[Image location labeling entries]

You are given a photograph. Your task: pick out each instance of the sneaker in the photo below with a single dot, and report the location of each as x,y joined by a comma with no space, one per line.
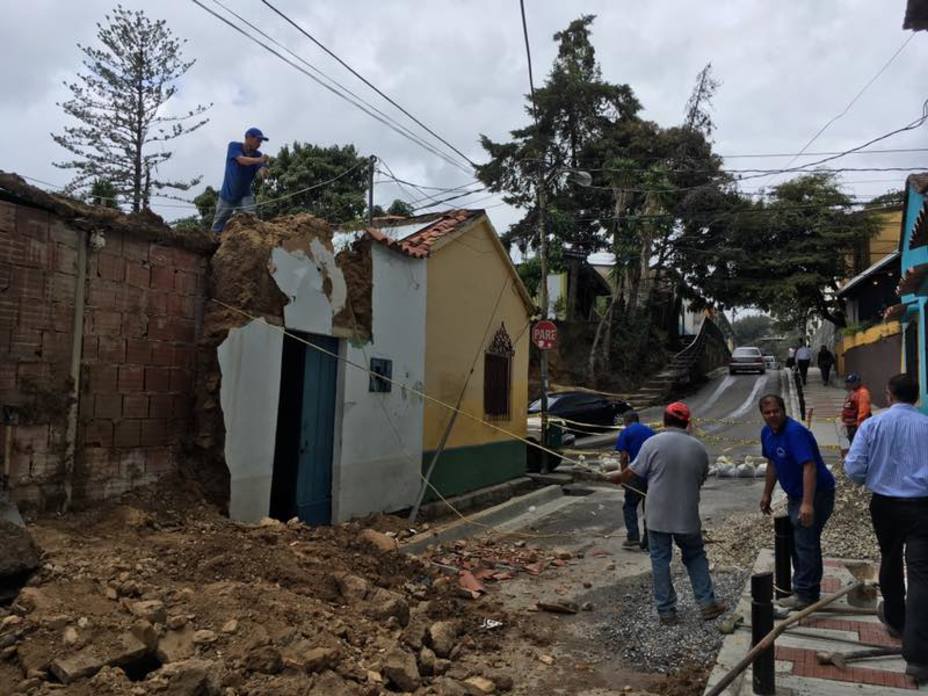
918,672
713,611
893,632
793,603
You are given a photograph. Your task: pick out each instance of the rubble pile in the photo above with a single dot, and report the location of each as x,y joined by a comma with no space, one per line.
160,594
848,534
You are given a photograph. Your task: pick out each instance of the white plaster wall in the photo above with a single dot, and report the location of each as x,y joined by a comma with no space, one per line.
379,455
250,360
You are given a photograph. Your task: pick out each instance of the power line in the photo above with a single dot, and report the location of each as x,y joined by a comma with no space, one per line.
339,94
853,101
366,81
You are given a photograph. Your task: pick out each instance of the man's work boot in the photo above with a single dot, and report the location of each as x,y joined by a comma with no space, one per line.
713,611
891,630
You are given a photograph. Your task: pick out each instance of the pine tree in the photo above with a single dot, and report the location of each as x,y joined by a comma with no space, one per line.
118,102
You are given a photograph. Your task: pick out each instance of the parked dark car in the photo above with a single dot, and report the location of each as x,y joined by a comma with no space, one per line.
586,410
747,359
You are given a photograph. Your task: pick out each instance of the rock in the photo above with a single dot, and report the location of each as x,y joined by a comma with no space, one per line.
479,685
128,650
378,540
204,637
79,666
266,660
319,659
176,646
401,670
152,611
442,637
427,662
351,587
19,554
450,687
146,633
385,604
190,678
503,682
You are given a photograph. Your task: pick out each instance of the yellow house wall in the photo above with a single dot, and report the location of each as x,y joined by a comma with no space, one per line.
465,276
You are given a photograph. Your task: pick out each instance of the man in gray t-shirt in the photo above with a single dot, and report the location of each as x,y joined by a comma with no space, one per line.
675,465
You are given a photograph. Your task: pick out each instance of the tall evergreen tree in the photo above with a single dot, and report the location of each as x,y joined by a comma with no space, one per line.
118,102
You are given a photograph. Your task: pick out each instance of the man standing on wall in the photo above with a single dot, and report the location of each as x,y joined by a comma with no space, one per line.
803,360
826,360
630,440
890,458
675,465
243,163
794,460
856,407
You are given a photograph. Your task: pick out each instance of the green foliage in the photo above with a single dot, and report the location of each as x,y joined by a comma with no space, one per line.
304,166
120,135
102,192
752,327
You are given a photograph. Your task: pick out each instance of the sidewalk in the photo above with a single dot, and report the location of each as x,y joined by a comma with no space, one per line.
823,405
797,668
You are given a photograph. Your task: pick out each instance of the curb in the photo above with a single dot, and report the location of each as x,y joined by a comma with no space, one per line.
478,522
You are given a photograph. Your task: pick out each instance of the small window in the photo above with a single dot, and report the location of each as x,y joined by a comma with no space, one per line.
382,370
497,376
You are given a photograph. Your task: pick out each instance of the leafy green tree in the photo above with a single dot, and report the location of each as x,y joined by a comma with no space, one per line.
102,192
752,327
117,101
296,182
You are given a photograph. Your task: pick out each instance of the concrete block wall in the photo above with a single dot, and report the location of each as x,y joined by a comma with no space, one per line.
143,301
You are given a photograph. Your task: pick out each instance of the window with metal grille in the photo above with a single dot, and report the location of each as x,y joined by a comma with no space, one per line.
497,376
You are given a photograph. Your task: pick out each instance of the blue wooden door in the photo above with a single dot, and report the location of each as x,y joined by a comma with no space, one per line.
317,433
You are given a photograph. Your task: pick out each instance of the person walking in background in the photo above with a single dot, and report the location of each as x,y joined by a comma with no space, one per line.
803,360
889,456
632,437
856,407
675,464
794,460
825,362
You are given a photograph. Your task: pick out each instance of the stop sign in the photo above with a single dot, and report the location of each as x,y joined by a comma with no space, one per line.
544,334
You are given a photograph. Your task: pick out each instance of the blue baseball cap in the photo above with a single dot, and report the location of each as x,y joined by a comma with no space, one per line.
255,133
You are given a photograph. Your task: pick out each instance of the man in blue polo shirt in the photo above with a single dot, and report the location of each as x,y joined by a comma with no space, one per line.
628,445
796,463
243,162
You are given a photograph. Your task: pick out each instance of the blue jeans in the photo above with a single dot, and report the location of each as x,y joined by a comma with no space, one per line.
697,567
224,210
807,545
630,508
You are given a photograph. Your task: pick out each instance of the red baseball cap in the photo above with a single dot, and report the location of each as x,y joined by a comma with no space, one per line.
678,410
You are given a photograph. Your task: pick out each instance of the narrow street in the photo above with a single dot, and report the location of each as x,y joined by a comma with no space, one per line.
617,640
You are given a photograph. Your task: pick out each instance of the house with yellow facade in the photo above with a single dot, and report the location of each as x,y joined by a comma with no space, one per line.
477,341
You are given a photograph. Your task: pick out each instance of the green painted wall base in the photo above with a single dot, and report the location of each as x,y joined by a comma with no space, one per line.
464,469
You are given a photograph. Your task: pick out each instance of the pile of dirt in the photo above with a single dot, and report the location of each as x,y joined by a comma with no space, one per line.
848,533
158,593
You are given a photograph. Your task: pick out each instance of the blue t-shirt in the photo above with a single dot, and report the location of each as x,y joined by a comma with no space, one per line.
632,438
238,177
789,449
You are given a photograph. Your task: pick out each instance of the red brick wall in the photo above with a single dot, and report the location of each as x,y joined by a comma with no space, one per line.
143,301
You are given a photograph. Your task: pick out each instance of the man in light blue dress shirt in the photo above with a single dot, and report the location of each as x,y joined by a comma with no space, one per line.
889,456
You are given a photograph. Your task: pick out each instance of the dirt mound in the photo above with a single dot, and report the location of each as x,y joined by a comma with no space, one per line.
158,593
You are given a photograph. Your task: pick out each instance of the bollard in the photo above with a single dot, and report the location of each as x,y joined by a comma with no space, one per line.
783,554
764,679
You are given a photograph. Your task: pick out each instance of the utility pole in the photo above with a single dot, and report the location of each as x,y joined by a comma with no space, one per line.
543,263
370,190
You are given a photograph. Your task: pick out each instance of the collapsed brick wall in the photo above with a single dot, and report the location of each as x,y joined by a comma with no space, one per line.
143,303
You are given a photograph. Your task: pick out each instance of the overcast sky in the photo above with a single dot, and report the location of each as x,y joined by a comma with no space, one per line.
459,65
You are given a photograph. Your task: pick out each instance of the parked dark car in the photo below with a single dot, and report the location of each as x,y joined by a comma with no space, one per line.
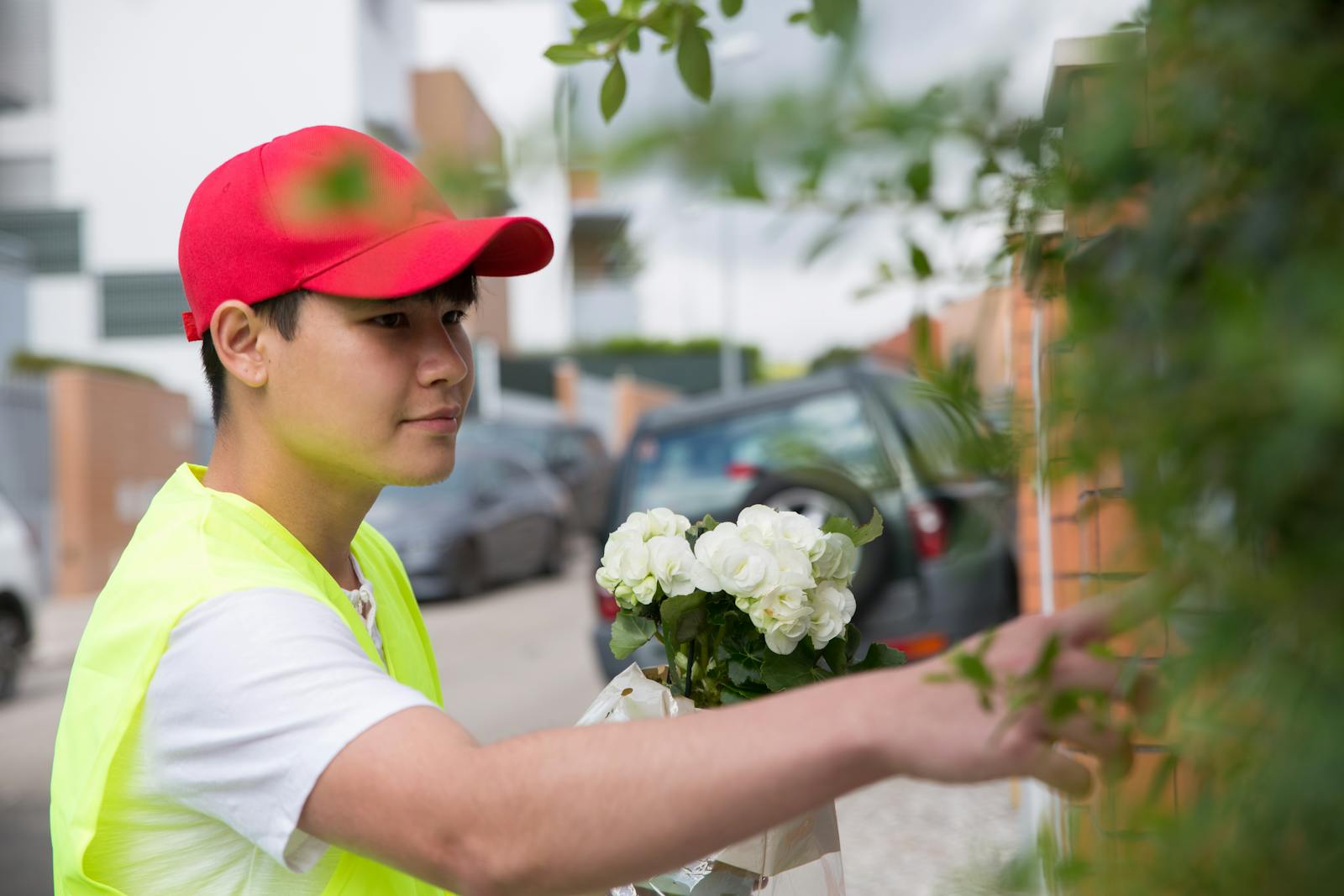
837,443
575,454
497,517
18,594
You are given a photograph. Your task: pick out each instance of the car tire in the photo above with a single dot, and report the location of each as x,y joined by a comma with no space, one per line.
11,653
555,553
822,493
465,573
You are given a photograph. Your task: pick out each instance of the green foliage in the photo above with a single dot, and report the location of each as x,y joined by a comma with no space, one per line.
30,363
629,633
613,90
870,531
1205,352
680,23
732,661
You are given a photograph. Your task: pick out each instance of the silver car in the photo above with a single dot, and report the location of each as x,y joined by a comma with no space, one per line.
501,516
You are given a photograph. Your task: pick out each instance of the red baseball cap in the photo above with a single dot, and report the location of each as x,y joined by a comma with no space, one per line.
335,211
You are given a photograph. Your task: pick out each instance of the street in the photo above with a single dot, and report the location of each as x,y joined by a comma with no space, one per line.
517,660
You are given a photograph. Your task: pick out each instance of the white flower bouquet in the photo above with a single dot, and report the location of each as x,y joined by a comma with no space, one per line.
743,609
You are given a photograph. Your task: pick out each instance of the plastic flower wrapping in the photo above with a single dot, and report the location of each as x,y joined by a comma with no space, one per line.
743,610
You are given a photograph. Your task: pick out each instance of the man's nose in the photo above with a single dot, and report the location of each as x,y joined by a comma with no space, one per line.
441,360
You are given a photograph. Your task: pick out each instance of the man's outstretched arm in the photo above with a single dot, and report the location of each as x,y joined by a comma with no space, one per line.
581,809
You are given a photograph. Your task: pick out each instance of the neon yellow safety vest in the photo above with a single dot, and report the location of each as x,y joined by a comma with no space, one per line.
195,543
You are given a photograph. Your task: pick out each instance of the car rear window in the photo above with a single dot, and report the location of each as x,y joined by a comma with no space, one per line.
938,438
711,466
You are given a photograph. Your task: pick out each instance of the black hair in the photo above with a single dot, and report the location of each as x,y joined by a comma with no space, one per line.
281,312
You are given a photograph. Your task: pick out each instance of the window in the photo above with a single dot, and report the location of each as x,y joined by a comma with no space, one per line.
143,305
53,238
710,468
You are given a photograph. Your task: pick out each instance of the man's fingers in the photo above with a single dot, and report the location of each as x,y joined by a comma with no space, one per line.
1106,743
1057,770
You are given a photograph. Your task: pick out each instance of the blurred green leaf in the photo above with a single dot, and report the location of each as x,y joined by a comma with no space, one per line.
692,60
566,54
781,672
920,262
835,16
601,29
920,179
683,617
879,656
870,531
591,9
629,633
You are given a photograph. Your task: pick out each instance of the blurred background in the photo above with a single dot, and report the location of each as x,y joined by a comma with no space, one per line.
692,345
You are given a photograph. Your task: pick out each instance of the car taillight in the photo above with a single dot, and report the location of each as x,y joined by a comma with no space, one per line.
606,605
920,645
931,528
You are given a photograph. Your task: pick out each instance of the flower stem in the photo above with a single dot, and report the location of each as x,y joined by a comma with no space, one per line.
690,665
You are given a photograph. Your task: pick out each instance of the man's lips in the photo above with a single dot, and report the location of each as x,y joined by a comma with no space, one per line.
440,421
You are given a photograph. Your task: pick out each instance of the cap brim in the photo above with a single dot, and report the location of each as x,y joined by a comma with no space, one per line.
425,255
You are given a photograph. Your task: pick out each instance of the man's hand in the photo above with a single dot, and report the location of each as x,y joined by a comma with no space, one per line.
948,735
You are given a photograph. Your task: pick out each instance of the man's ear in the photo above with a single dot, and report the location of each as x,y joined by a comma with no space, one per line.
237,332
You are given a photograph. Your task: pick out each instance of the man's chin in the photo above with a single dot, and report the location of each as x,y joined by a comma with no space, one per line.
423,473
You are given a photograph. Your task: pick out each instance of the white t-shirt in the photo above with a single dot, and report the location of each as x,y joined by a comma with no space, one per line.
255,696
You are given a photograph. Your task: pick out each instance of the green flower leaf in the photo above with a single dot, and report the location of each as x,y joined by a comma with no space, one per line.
692,60
601,29
591,9
974,669
783,672
683,617
569,54
920,179
835,16
613,90
629,633
870,531
920,262
837,656
879,658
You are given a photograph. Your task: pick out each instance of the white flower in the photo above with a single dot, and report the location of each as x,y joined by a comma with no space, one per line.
655,523
832,607
608,579
795,567
645,590
837,559
625,558
624,595
759,523
743,569
797,531
676,569
784,617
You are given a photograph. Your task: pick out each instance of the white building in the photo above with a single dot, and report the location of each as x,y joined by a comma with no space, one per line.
113,110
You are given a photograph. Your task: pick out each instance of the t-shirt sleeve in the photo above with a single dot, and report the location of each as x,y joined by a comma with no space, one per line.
255,696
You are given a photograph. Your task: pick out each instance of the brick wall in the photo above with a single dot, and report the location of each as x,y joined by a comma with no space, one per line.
114,443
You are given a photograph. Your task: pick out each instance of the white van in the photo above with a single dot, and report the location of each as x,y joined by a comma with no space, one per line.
18,593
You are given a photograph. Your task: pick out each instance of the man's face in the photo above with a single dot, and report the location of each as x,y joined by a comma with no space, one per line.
373,389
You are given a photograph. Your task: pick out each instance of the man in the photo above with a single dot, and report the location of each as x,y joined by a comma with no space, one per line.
255,707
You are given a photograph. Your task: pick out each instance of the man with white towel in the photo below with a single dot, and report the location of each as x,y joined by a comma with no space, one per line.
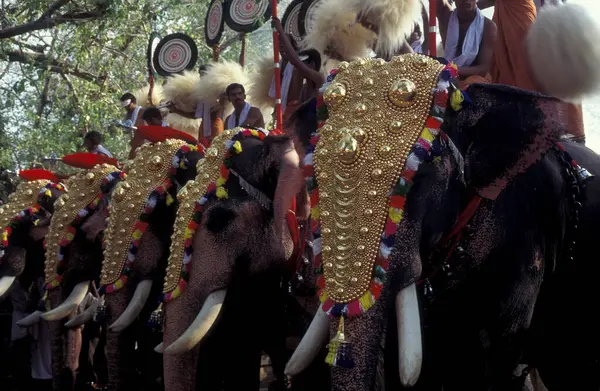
244,114
469,39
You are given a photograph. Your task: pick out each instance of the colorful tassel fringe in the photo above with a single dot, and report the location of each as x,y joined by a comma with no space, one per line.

* **Written request**
From the line that contains "of the brick" to the end of the material above, output every line exactly, both ends included, but leave out any pictures.

* **Result of this task**
You are given a photograph. Your task: pick out each instance of the brick wall in the photo above with a single dot, and report the location of each as x,y joined by a comma with no space, one per line.
114,443
You are given a photograph. Your task: pick out each instance of the white van in the photo above with a single dot, and report the location of each as x,y joined by a comma with no space, one per line.
18,593
You are given a photograph. Your task: pick out each instance of the man's face in the photo above with a single dot, and report the location of each as x,y joined by a comma with no space, one per line.
373,389
You are given a photograph. Your task: pick out each instance of the man in the photo above with a single dot, and report the location of each as x,y joined by a comma with no space, one per line.
255,707
You are given a photograph. Your task: pick out each instance of the man with white towel in the photo below with a single dot, and report the location of each as x,y joined by a comma with no space, one per line.
244,114
469,39
You are given a photograph. Your task: pick out each instance of the colorful tassel fringe in the photo above with a single dot, and report the location of each as x,y joined by a comma with no space, one per line.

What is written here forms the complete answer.